__WHAT NEEDS TO BE DONE__
Please print out the entries below unchanged and skip the images.

Collection entries:
▼▼▼

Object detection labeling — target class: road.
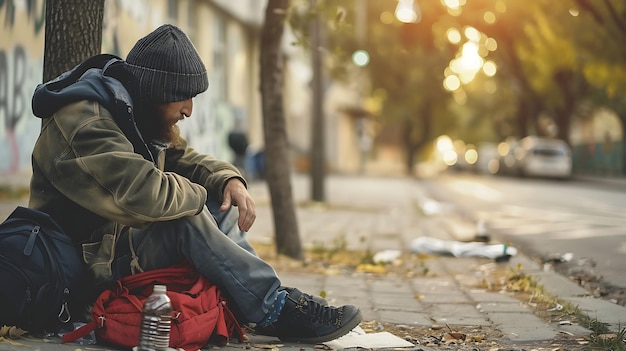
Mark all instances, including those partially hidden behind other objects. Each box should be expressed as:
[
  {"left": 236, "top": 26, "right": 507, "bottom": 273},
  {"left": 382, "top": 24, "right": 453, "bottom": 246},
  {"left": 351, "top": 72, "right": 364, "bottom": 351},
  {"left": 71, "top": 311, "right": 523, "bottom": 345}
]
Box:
[{"left": 420, "top": 172, "right": 626, "bottom": 302}]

▲▲▲

__TASK RESULT__
Object detection labeling — target class: road.
Mark all instances, including those partially hidden behind other objects. Each box should be expressed as:
[
  {"left": 236, "top": 26, "right": 507, "bottom": 273},
  {"left": 382, "top": 24, "right": 453, "bottom": 246},
  {"left": 351, "top": 72, "right": 364, "bottom": 351},
  {"left": 71, "top": 311, "right": 523, "bottom": 345}
]
Box:
[{"left": 420, "top": 172, "right": 626, "bottom": 302}]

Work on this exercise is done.